──────── Records for this task

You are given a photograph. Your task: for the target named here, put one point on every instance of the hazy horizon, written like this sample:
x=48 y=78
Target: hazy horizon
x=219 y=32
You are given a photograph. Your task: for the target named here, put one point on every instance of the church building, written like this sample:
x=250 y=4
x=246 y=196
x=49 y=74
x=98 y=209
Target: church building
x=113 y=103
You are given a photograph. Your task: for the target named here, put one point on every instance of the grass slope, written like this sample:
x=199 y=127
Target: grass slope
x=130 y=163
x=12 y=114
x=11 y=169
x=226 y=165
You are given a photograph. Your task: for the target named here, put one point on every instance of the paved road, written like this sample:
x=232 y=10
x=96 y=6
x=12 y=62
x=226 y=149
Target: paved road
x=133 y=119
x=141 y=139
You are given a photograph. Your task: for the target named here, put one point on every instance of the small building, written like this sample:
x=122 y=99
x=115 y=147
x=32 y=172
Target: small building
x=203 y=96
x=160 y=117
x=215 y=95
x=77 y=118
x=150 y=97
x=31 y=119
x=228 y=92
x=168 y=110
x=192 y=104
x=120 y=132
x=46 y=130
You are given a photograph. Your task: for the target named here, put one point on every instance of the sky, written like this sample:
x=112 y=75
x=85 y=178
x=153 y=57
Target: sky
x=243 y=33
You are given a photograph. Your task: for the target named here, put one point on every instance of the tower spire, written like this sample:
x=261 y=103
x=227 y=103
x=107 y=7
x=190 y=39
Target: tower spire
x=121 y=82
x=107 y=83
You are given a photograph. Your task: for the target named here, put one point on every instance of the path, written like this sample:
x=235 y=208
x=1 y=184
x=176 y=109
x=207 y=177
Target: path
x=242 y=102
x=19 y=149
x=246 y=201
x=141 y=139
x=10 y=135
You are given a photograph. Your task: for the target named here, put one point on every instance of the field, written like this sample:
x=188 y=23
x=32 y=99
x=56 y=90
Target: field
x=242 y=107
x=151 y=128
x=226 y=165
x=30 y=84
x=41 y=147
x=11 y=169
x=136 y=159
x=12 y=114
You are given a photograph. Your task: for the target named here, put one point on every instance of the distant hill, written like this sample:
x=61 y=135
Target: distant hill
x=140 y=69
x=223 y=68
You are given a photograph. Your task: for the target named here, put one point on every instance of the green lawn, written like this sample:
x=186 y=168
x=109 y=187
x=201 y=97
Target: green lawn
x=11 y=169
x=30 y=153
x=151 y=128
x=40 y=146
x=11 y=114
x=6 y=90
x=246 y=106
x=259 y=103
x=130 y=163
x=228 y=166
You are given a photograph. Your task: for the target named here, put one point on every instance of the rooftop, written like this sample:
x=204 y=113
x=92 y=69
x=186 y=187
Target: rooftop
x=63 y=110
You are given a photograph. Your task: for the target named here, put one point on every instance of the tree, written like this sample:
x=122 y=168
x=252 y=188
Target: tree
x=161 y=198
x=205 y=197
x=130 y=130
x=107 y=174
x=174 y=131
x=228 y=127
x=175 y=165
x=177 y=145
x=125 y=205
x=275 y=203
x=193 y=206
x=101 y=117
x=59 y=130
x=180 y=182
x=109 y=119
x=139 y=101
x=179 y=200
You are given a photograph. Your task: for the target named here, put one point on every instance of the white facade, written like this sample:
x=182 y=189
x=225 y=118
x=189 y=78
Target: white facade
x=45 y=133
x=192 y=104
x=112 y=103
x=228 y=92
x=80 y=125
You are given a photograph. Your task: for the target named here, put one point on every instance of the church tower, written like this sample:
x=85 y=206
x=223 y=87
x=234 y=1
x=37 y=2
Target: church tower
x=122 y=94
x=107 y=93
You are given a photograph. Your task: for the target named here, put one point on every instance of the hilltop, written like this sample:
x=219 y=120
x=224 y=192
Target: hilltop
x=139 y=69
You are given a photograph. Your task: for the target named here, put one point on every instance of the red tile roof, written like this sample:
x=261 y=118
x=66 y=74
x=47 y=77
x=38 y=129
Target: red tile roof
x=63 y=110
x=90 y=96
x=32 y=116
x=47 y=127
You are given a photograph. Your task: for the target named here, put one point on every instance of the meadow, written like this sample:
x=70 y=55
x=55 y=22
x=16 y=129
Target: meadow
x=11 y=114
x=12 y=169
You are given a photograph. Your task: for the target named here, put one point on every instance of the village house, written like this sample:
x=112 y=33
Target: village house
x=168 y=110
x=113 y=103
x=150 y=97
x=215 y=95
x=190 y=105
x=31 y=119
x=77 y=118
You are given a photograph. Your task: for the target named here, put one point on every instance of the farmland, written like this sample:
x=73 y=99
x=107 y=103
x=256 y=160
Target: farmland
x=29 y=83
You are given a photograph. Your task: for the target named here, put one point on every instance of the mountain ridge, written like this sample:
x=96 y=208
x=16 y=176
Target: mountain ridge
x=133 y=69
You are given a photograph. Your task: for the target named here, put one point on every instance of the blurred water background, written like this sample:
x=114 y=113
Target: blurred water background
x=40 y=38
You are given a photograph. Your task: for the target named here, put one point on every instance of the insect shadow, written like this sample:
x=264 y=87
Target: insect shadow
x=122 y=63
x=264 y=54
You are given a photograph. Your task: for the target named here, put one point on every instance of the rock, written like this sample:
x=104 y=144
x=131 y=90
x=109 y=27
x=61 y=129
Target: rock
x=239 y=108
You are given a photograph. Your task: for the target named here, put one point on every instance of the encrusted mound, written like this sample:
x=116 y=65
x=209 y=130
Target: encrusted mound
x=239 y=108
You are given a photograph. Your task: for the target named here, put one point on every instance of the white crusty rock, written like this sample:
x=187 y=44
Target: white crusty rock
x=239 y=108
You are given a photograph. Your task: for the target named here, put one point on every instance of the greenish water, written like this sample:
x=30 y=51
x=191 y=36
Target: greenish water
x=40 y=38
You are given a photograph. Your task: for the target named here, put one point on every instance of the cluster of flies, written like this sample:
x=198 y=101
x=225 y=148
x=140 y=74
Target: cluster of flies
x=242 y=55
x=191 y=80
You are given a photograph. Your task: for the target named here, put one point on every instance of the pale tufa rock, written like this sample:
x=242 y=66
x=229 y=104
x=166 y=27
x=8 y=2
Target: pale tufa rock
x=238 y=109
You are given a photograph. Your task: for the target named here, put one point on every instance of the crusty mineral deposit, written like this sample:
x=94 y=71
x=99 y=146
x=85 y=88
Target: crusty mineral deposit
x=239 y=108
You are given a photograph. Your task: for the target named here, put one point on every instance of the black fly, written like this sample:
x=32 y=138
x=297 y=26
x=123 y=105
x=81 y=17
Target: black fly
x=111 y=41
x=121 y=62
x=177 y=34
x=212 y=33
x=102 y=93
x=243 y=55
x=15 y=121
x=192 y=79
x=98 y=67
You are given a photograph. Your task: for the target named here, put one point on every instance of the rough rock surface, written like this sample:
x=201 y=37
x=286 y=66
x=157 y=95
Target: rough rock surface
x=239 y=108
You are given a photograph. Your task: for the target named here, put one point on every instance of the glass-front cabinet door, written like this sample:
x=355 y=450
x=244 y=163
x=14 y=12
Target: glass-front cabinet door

────────────────

### Given request
Extract the complete data, matching each line exactly.

### Task response
You are given a photograph. Your task: for the target named here, put one point on every instance of the hazy horizon, written like this sample:
x=48 y=78
Target: hazy horizon
x=219 y=32
You are given a photograph. Your task: for the target named here, put one point on every instance of the church building, written like this sample:
x=250 y=4
x=246 y=196
x=49 y=74
x=98 y=209
Target: church building
x=113 y=103
You are given a photograph. Your task: for the target named here, put one point on every instance of the grass slope, written like this sample:
x=199 y=127
Target: grass slope
x=130 y=163
x=12 y=114
x=11 y=169
x=226 y=165
You are given a photograph. Your task: for the target named here, put one point on every instance of the paved road, written like this sample:
x=232 y=10
x=96 y=6
x=12 y=62
x=226 y=149
Target: paved road
x=133 y=119
x=141 y=139
You are given a photograph. Your task: for the target named here, put one point on every instance of the small building, written like this sample:
x=122 y=99
x=115 y=147
x=32 y=172
Target: small building
x=203 y=96
x=160 y=117
x=215 y=95
x=77 y=118
x=150 y=97
x=31 y=119
x=228 y=92
x=168 y=110
x=192 y=104
x=120 y=132
x=46 y=130
You are given a photograph. Your task: for the target named here, put one point on every instance of the sky, written like this sample:
x=112 y=75
x=85 y=178
x=153 y=57
Target: sky
x=243 y=33
You are given a photograph. Your task: for the target named here, put one point on every instance of the tower spire, written like this sample:
x=261 y=103
x=227 y=103
x=107 y=7
x=190 y=39
Target: tower spire
x=121 y=82
x=107 y=83
You are given a photograph. Your task: for the target named here, put one point on every instance of the path, written like this sample:
x=235 y=208
x=1 y=184
x=176 y=109
x=207 y=177
Target: path
x=242 y=102
x=19 y=149
x=246 y=201
x=141 y=139
x=10 y=135
You are given a photograph. Your task: for the target named here, put one point on every instance of the field, written like this sample:
x=188 y=23
x=32 y=99
x=56 y=90
Target: field
x=242 y=107
x=151 y=128
x=226 y=165
x=30 y=84
x=41 y=147
x=11 y=169
x=136 y=159
x=12 y=114
You are given a photograph. Your task: for the target named here, put one point on every instance of the distant hill, written like this sample:
x=61 y=135
Target: distant hill
x=140 y=69
x=223 y=68
You are given a photograph. Your task: for the target named here, put one point on every instance of the green lawn, written like this sample:
x=186 y=168
x=109 y=187
x=201 y=97
Target: green lawn
x=11 y=169
x=30 y=153
x=151 y=128
x=40 y=146
x=11 y=114
x=6 y=90
x=246 y=106
x=259 y=103
x=130 y=163
x=228 y=166
You are given a photograph. Your task: for the target named here, put one point on every instance of the rooftop, written like this sample:
x=204 y=113
x=92 y=69
x=186 y=187
Target: rooftop
x=63 y=110
You are given a photograph. Your task: for the target named here, put one point on every instance of the tree, written like this sample:
x=122 y=168
x=252 y=188
Target: tree
x=161 y=198
x=205 y=197
x=130 y=130
x=107 y=174
x=174 y=131
x=228 y=127
x=175 y=165
x=177 y=145
x=125 y=205
x=275 y=203
x=193 y=206
x=101 y=117
x=59 y=130
x=180 y=182
x=109 y=119
x=139 y=101
x=179 y=200
You are given a photograph. Your task: for the target named here, put one point on every instance of the white facade, written like this sample:
x=182 y=189
x=225 y=118
x=189 y=78
Target: white facade
x=45 y=133
x=192 y=104
x=112 y=103
x=228 y=92
x=80 y=125
You are given a photograph. Your task: for the target named here, put one point on every instance of the church tower, written like this sample:
x=85 y=206
x=223 y=87
x=234 y=1
x=37 y=2
Target: church tower
x=122 y=94
x=107 y=93
You are given a photograph. Your task: for the target named here, put one point on every instance of the hilltop, written like this sample:
x=219 y=120
x=224 y=192
Target: hilltop
x=139 y=69
You are given a photograph. Your task: for the target named here, put one point on every instance of the red tile roof, written like this sample:
x=261 y=118
x=66 y=74
x=47 y=77
x=38 y=129
Target: red tile roof
x=63 y=110
x=90 y=96
x=32 y=116
x=47 y=127
You are given a photograph. Your task: for the target named here, put one point on every instance of the meadow, written like this sample:
x=70 y=55
x=55 y=22
x=16 y=129
Target: meadow
x=11 y=114
x=12 y=169
You are given a photograph. Your task: for the target named here, put one point on every instance of the village house, written like this sample:
x=112 y=33
Target: village house
x=168 y=110
x=113 y=103
x=150 y=97
x=215 y=95
x=190 y=105
x=31 y=119
x=77 y=118
You are given a photograph. Your task: for the target named here, put one point on every instance of the farmland, written like this sample:
x=73 y=99
x=107 y=103
x=256 y=160
Target: farmland
x=29 y=83
You are given a photograph. Your task: for the target named here, put one point on every instance of the mountain ridge, written like this sample:
x=96 y=208
x=16 y=176
Target: mountain ridge
x=133 y=69
You are given a photograph. Your task: for the target named here, put one point on every instance of the blurred water background, written like this sample:
x=114 y=113
Target: blurred water background
x=40 y=38
You are given a photograph. Your task: for the target named here, put one point on every instance of the insect shadow, written like this sample:
x=264 y=87
Target: insect shadow
x=122 y=63
x=264 y=54
You are given a photograph. Your task: for the target named here, put one point on every instance of the rock, written like this sample:
x=104 y=144
x=131 y=90
x=109 y=27
x=61 y=129
Target: rock
x=239 y=108
You are given a photograph. Your task: for the target named here, put one point on every instance of the encrusted mound, written like this sample:
x=116 y=65
x=209 y=130
Target: encrusted mound
x=239 y=108
You are given a photograph. Your task: for the target named here, put one point on every instance of the white crusty rock, written like this sample:
x=187 y=44
Target: white crusty rock
x=239 y=108
You are given a photograph. Your task: for the target named here, put one point on every instance of the greenish water, written like this sample:
x=30 y=51
x=191 y=36
Target: greenish water
x=40 y=38
You are given a photograph. Your task: for the target named here, put one point on every instance of the cluster of flies, written like this sample:
x=198 y=101
x=225 y=148
x=140 y=74
Target: cluster of flies
x=242 y=55
x=191 y=80
You are given a photograph. Your task: for the target named here, put one point on every instance of the pale tufa rock, written like this sample:
x=242 y=66
x=229 y=104
x=166 y=27
x=8 y=2
Target: pale tufa rock
x=238 y=109
You are given a photograph. Your task: for the target named here, put one point on every instance of the crusty mineral deposit, written like this sample:
x=94 y=71
x=99 y=146
x=85 y=88
Target: crusty mineral deposit
x=239 y=108
You are given a photograph. Your task: for the target named here, put one point on every instance of the black fly, written like this sample:
x=32 y=138
x=297 y=26
x=123 y=105
x=81 y=17
Target: black fly
x=111 y=41
x=121 y=62
x=177 y=34
x=212 y=33
x=102 y=93
x=243 y=55
x=15 y=121
x=192 y=79
x=98 y=67
You are given a photograph. Your task: for the target named here, put one point on every instance of the rough rock surface, written like this sample:
x=201 y=37
x=286 y=66
x=157 y=95
Target: rough rock surface
x=239 y=108
You are given a photograph. Your task: for the target named here, put one point on every instance of the glass-front cabinet door, written like this sample:
x=355 y=450
x=244 y=163
x=14 y=12
Target: glass-front cabinet door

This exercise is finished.